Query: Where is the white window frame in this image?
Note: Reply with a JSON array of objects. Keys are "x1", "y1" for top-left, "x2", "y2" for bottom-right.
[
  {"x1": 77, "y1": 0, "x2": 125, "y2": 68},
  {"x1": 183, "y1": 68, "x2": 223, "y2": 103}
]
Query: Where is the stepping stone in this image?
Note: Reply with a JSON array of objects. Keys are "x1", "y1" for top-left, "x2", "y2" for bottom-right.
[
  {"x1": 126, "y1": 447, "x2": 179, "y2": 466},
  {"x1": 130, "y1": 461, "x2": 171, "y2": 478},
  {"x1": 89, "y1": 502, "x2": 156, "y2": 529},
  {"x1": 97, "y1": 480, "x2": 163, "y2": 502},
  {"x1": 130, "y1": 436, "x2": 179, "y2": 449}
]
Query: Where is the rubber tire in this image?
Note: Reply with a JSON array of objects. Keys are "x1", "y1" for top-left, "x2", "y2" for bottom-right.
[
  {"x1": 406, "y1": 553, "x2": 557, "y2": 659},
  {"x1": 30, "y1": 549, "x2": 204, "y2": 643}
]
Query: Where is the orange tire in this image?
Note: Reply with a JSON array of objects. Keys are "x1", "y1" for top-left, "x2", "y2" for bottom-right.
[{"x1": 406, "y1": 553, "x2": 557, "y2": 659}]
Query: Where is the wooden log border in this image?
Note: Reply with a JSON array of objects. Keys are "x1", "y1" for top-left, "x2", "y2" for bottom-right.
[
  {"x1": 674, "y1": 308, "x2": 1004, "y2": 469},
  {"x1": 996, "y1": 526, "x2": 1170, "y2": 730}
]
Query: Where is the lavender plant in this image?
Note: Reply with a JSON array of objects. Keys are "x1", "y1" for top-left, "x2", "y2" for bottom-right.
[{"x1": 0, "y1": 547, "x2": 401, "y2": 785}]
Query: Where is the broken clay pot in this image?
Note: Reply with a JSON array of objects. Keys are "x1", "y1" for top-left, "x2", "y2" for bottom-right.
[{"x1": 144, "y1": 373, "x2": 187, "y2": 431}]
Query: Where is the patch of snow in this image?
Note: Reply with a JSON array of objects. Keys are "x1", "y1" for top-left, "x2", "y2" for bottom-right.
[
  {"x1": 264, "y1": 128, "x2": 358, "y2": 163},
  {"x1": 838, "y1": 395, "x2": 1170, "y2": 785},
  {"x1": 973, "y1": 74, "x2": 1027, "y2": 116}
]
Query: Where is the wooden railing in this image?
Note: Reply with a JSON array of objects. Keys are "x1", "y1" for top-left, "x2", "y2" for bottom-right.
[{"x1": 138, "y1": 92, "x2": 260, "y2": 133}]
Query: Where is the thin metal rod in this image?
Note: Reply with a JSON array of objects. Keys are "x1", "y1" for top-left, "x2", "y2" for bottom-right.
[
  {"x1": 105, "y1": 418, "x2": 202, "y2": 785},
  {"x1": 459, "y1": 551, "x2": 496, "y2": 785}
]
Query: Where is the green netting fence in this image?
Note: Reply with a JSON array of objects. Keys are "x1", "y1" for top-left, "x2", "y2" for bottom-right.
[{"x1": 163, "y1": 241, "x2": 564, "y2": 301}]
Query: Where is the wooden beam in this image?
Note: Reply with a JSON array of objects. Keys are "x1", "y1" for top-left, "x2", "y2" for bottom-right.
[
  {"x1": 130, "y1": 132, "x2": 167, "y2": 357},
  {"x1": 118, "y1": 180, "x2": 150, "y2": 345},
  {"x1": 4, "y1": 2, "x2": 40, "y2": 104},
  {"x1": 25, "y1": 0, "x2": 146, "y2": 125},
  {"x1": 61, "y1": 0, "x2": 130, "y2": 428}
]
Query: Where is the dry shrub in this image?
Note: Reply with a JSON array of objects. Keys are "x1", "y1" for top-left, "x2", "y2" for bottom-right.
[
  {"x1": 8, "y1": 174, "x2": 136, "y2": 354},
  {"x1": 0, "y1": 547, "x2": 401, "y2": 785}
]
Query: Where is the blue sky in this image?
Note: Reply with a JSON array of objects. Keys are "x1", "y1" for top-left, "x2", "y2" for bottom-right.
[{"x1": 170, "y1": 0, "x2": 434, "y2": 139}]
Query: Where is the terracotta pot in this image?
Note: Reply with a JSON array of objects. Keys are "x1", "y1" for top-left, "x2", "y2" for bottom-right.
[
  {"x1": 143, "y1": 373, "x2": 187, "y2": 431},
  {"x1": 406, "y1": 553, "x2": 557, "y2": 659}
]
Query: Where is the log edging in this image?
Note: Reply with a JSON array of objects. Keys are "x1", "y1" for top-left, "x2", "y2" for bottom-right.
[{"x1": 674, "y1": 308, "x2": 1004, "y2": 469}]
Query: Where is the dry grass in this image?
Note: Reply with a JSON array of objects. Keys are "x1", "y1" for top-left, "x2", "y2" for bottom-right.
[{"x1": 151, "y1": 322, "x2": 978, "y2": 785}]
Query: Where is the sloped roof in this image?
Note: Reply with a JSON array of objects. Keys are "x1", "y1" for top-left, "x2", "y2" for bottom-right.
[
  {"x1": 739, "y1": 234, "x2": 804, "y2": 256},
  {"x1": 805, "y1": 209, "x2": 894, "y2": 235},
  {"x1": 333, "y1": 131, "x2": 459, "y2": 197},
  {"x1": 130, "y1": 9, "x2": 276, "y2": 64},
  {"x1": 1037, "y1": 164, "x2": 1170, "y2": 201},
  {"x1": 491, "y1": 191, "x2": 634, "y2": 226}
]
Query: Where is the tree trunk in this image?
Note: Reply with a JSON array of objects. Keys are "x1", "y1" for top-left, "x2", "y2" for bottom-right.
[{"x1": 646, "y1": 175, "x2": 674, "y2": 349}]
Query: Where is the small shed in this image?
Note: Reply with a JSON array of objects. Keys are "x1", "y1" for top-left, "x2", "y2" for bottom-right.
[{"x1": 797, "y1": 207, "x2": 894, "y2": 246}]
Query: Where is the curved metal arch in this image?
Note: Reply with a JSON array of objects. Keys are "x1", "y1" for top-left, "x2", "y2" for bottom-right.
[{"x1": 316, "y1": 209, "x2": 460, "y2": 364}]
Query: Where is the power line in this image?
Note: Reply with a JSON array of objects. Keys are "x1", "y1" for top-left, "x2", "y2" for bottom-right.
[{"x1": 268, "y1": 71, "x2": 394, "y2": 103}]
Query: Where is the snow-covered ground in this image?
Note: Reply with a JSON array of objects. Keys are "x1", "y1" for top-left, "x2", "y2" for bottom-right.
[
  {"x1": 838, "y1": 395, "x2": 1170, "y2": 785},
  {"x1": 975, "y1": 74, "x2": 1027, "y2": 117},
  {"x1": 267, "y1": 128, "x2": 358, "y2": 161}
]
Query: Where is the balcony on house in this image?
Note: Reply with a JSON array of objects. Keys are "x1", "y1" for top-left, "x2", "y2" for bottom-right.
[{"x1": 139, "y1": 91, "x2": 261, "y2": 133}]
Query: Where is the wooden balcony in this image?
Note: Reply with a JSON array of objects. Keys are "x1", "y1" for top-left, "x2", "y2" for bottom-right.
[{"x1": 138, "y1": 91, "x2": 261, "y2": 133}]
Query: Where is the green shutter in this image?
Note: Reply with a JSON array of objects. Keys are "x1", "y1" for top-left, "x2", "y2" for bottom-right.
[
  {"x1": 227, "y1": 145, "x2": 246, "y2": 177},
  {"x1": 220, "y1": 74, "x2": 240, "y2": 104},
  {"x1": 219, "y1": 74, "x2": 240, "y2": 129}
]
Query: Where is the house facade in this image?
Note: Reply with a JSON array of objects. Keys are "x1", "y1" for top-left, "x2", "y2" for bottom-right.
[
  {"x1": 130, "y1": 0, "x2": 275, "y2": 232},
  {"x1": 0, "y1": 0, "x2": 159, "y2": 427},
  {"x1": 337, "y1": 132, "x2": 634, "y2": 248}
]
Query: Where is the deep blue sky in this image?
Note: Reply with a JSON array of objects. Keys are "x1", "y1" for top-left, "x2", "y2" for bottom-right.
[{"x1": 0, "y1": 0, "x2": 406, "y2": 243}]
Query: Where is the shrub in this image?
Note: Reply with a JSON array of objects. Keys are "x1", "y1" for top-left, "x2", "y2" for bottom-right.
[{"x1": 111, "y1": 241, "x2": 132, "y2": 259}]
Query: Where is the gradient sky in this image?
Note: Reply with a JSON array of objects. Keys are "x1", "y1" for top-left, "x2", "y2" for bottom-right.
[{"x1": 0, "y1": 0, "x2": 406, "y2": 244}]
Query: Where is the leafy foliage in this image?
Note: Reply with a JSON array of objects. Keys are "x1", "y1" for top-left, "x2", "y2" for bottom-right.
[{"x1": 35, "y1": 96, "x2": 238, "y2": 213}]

TASK DESCRIPTION:
Gather every line of the data above that contains the string "shrub" and copy each one out in full.

ANSWER IN FULL:
Query: Where is the dry shrub in this image?
Query: Where is the shrub in this image?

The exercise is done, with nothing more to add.